Problem to work on →
The whole listing is to be restated, character for character.

Material provided →
☆ ☆ ☆ ☆
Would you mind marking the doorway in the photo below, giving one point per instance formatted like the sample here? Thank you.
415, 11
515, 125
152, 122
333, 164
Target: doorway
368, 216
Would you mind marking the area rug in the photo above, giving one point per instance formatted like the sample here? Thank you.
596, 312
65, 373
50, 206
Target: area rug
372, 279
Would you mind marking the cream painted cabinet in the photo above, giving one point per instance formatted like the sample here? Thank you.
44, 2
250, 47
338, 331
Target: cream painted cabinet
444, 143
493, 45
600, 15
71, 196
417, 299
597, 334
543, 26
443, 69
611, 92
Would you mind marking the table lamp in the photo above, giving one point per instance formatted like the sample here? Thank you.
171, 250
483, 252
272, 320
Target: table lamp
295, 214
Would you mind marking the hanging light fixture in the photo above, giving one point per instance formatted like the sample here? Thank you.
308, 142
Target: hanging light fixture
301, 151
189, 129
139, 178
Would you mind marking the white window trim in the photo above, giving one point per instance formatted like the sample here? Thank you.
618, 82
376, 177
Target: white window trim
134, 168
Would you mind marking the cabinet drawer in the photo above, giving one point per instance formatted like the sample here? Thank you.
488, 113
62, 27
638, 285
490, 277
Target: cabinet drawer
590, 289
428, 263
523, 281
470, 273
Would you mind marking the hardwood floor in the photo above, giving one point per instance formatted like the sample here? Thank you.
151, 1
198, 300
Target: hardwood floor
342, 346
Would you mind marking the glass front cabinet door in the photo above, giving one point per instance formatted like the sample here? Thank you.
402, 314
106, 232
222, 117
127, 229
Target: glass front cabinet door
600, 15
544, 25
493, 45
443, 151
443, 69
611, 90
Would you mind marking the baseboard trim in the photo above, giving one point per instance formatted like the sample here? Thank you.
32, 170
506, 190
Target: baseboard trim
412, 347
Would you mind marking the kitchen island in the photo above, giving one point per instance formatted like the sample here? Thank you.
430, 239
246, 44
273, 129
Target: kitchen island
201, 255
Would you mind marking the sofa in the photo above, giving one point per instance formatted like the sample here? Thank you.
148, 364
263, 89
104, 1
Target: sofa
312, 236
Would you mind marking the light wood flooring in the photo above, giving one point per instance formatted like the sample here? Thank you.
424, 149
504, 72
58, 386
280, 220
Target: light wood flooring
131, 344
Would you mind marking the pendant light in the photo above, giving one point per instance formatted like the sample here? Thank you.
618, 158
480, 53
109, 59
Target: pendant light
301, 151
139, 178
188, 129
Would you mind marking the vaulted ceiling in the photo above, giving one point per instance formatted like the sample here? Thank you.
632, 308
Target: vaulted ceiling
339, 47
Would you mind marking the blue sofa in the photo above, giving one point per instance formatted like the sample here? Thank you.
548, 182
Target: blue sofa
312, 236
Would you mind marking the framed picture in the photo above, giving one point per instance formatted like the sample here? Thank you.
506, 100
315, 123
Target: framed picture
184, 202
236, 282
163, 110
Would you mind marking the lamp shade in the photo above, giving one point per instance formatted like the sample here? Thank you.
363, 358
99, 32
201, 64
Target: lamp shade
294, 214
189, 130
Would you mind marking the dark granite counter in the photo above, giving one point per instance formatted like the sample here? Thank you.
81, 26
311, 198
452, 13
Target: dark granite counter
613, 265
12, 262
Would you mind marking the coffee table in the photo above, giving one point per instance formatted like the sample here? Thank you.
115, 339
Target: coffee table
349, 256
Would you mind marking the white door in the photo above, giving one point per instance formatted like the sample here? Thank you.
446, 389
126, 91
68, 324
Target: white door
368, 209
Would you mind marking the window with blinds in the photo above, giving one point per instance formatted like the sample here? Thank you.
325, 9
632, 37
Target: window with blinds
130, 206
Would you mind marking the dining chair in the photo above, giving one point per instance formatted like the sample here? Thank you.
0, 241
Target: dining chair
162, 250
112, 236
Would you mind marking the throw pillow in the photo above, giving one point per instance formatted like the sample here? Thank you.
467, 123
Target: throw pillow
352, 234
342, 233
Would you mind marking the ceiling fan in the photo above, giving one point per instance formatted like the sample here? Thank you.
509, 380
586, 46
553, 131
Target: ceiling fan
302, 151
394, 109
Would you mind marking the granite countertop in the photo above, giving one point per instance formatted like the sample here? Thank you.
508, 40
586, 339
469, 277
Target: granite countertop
☆ ☆ ☆ ☆
Written answer →
Would you mind marking the doorway in the photo below, giving one point per instance formatted like the sample here? Thank you.
415, 11
515, 125
152, 122
333, 164
Target: doorway
368, 216
Would you mind marking the area rug in the photo above, giving one point per instance formatted like the sample here? Thank you.
596, 312
65, 373
50, 206
Target: area rug
372, 279
Would you mind marking the cream painted cabinet in the photo above, giving one point per instance formatted like the sample here? Thank you.
44, 2
250, 47
338, 331
Target: cream painted cabinet
444, 143
493, 45
600, 15
71, 196
417, 299
597, 334
543, 26
443, 69
611, 92
Would you mind marking the table lamp in the photo above, giving one point per instance formatted like the sample here? Thank you.
171, 250
483, 252
272, 320
Target: table lamp
295, 214
Would you mind marking the hanging light fixture in the photo above, giving one point per instance formatted like the sample here? Thank you.
308, 142
Target: hanging light fixture
301, 151
189, 129
139, 178
Would you mind marking the white window trim in the photo above, giving one point per instance formatted like the sample here? Thank you.
618, 82
376, 177
Target: white window trim
134, 168
Would you mind marking the cabinet drawer in the photo above, giving one point per instance formatted like the sample here? Thank you.
488, 113
62, 27
638, 285
490, 277
Target: cabinet drawer
590, 289
428, 263
523, 281
470, 273
Would you mind marking the hardwood floor in the photo above, giving one point per instance formatted like the sample here? Thank you.
151, 1
198, 300
Target: hardwood floor
342, 346
Would you mind marking the glass front cabinet door in the photo above, giving one point per instance formatted like the sample here? Thank you.
402, 314
106, 232
222, 117
127, 229
Target: glass front cabinet door
600, 15
544, 25
493, 45
443, 151
443, 69
611, 90
Would you mind marking the baseboard trim in the photo above, giving one point per instance formatted like the sample here? Thank you.
32, 170
506, 190
Target: baseboard trim
412, 347
Would you mind marking the kitchen island in the photo above, giving one point per instance formatted like the sample here? Thank you.
430, 239
246, 44
273, 129
Target: kitchen island
201, 255
Would you mind marking the sofa in the photo above, giving one point per instance formatted like the sample here? Thank you.
148, 364
263, 89
104, 1
Target: sofa
312, 236
Would you mind marking the light wood flooring in the photo above, giving one point per instance formatted like the sample here? Thank you.
424, 149
504, 72
58, 386
280, 220
Target: light wood flooring
131, 344
Would you mind marking the pendant light in the photo above, giving one point per instance formatted like the sample here? Thank you.
618, 158
480, 53
109, 59
Target: pendant light
301, 151
139, 178
188, 129
Would you mind marking the vaulted ceiling in the photo above, giving one point per instance formatted like the sample here? Thank you.
632, 308
Target: vaulted ceiling
339, 47
Would you mind marking the blue sofa in the photo above, giving one point per instance formatted like the sample here? Thank you.
548, 182
Target: blue sofa
312, 236
Would you mind marking the framed picture in the photo above, giving one point per instance formatted like the sample here? Thank you.
506, 100
315, 123
Target: framed picture
184, 202
236, 282
163, 110
Would you mind marking the lamp shade in the photo above, giving one point per instance formatted like the sample here? Thank you.
363, 358
99, 32
201, 64
Target: lamp shade
294, 214
189, 130
Would you mind marking the dark granite counter in the photo above, giving one point per instance formatted like the sample here? Thank you.
81, 26
311, 198
452, 13
Target: dark granite counter
613, 265
12, 262
Would you mind marking the coffee table in the photo above, giving one point per instance formatted like the sample here? Thank you.
115, 339
Target: coffee table
349, 256
Would you mind marking the white door in the photo above, giving one point per instance formatted like the sample here? Thank you.
446, 389
126, 91
68, 324
Target: white door
368, 209
Would you mind marking the window with blinds in the photo above, giving one point per instance formatted like the sample here? Thank you.
325, 9
632, 37
Target: window with blinds
130, 206
Would you mind marking the dining chair in the photo above, giving one point per instance formatted like the sample here? Thank you.
0, 241
Target: dining chair
162, 250
112, 236
Would you mind marking the throw pillow in the photo above, giving one point per instance formatted like the sample here? Thank you.
467, 123
Target: throw pillow
352, 234
342, 233
Would you mind marking the ceiling fan in the photo above, giving one point per instance formatted like the sample here? Thank you.
509, 380
586, 46
553, 131
Target: ceiling fan
302, 151
394, 109
Would you mind marking the granite countertop in the photo above, giving one point per instance formatted like the sample here? Thank you.
508, 40
586, 339
469, 277
Target: granite countertop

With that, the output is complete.